INSTRUCTIONS FOR THE TASK:
Copy the records below exactly as they appear.

------ SUPPLIED MATERIAL

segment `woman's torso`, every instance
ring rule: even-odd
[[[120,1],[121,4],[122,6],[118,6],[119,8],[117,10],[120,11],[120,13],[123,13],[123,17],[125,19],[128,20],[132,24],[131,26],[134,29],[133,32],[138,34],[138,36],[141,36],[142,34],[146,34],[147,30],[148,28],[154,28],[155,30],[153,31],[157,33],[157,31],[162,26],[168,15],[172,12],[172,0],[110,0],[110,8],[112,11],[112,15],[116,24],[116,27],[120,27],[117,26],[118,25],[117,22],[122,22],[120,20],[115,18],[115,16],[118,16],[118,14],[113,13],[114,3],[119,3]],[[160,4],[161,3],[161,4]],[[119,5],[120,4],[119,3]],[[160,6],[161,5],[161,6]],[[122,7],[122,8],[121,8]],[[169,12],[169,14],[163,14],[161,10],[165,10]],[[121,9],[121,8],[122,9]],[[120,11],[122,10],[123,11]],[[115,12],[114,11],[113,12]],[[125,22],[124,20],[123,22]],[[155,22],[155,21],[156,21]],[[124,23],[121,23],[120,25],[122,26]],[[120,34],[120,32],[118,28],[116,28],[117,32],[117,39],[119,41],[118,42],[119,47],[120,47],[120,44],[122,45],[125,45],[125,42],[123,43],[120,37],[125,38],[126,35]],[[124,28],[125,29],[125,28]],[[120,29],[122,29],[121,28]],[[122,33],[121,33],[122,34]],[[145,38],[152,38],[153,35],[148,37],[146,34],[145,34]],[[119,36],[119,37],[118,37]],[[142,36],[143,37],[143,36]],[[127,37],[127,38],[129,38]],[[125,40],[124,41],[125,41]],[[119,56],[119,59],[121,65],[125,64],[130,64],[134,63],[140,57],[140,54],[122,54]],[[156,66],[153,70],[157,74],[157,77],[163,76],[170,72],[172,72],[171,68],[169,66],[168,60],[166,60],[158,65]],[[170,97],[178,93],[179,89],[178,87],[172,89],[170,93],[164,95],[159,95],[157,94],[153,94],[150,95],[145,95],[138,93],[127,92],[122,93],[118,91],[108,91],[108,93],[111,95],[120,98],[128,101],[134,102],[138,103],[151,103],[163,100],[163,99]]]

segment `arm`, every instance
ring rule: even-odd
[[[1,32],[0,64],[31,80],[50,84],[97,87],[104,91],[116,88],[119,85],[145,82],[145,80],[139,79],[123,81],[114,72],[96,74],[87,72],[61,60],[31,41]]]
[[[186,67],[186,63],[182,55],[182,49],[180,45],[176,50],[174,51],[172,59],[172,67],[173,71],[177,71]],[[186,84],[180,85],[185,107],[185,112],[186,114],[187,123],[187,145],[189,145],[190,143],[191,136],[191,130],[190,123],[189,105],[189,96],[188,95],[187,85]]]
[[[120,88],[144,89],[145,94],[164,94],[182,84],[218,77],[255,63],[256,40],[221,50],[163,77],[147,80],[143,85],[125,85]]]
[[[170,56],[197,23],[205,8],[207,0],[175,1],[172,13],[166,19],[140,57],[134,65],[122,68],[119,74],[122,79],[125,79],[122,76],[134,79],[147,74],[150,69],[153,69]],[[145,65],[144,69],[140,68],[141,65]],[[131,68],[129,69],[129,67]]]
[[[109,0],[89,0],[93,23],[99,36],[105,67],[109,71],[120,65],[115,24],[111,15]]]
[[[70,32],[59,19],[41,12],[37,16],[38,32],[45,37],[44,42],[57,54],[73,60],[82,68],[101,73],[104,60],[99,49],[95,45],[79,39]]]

------------

FINISHED ANSWER:
segment `woman's torso`, every instance
ring rule: even-odd
[[[120,1],[121,4],[122,6],[118,6],[119,8],[117,10],[120,11],[120,13],[123,13],[123,17],[125,19],[128,20],[132,24],[131,26],[134,29],[133,32],[138,34],[138,36],[141,36],[142,34],[146,34],[147,30],[148,28],[154,28],[155,30],[153,31],[157,33],[157,31],[162,26],[168,15],[172,12],[172,0],[110,0],[110,8],[112,11],[112,15],[116,24],[116,27],[120,27],[117,26],[118,25],[117,22],[122,22],[120,20],[115,18],[115,16],[118,16],[118,14],[113,13],[114,3],[119,3]],[[160,4],[161,3],[161,4]],[[119,5],[120,4],[119,3]],[[160,6],[161,5],[161,6]],[[122,7],[122,8],[121,8]],[[169,12],[169,14],[163,14],[161,10],[165,10]],[[121,9],[121,8],[122,9]],[[120,11],[122,10],[123,11]],[[115,12],[114,11],[113,12]],[[125,22],[124,20],[123,22]],[[155,22],[155,21],[156,21]],[[124,23],[121,23],[120,25],[122,26]],[[120,34],[120,32],[118,28],[116,28],[117,32],[117,39],[119,41],[118,42],[119,47],[120,47],[120,44],[122,45],[125,45],[125,42],[123,43],[120,37],[125,38],[126,35]],[[124,28],[125,29],[125,28]],[[120,29],[122,29],[121,28]],[[122,33],[121,33],[122,34]],[[145,38],[152,38],[153,35],[148,37],[146,34],[145,34]],[[119,36],[119,37],[118,37]],[[142,36],[143,37],[143,36]],[[127,37],[127,38],[129,38]],[[125,40],[124,41],[125,41]],[[119,56],[119,59],[121,65],[125,64],[130,64],[134,63],[140,57],[140,54],[122,54]],[[156,66],[153,70],[157,74],[157,77],[163,76],[170,72],[172,72],[171,68],[169,66],[168,60],[166,60],[158,65]],[[170,97],[178,93],[179,89],[178,87],[172,89],[170,93],[164,95],[159,95],[157,94],[153,94],[150,95],[145,95],[138,93],[127,92],[122,93],[118,91],[108,91],[108,93],[111,95],[120,98],[128,101],[134,102],[138,103],[151,103],[163,100],[163,99]]]

segment `arm`, every instance
ring rule: even-odd
[[[1,32],[0,64],[31,80],[50,84],[97,87],[104,91],[116,88],[119,85],[145,82],[145,80],[139,79],[123,81],[114,72],[96,74],[87,72],[61,60],[31,41]]]
[[[186,67],[186,63],[182,55],[182,49],[180,45],[176,50],[174,51],[172,59],[172,67],[173,71],[177,71]],[[186,84],[180,85],[185,107],[185,112],[186,114],[187,123],[187,145],[189,145],[190,143],[191,136],[191,130],[190,123],[189,105],[189,96],[188,95],[187,85]]]
[[[120,88],[144,89],[145,94],[164,94],[182,84],[218,77],[255,63],[256,40],[221,50],[163,77],[147,80],[143,85],[125,85]]]
[[[170,56],[197,23],[205,8],[207,0],[175,1],[172,13],[166,19],[140,57],[134,65],[122,68],[119,74],[122,79],[125,79],[122,76],[134,79],[147,74],[150,69],[153,69]],[[145,65],[144,69],[140,68],[141,65]],[[131,68],[129,69],[129,67]]]
[[[109,0],[89,0],[93,23],[99,36],[105,67],[109,71],[120,65],[115,24],[111,15]]]
[[[70,32],[59,19],[41,12],[37,16],[38,32],[45,37],[44,42],[57,54],[73,60],[82,68],[101,73],[104,60],[99,49],[95,45],[79,39]]]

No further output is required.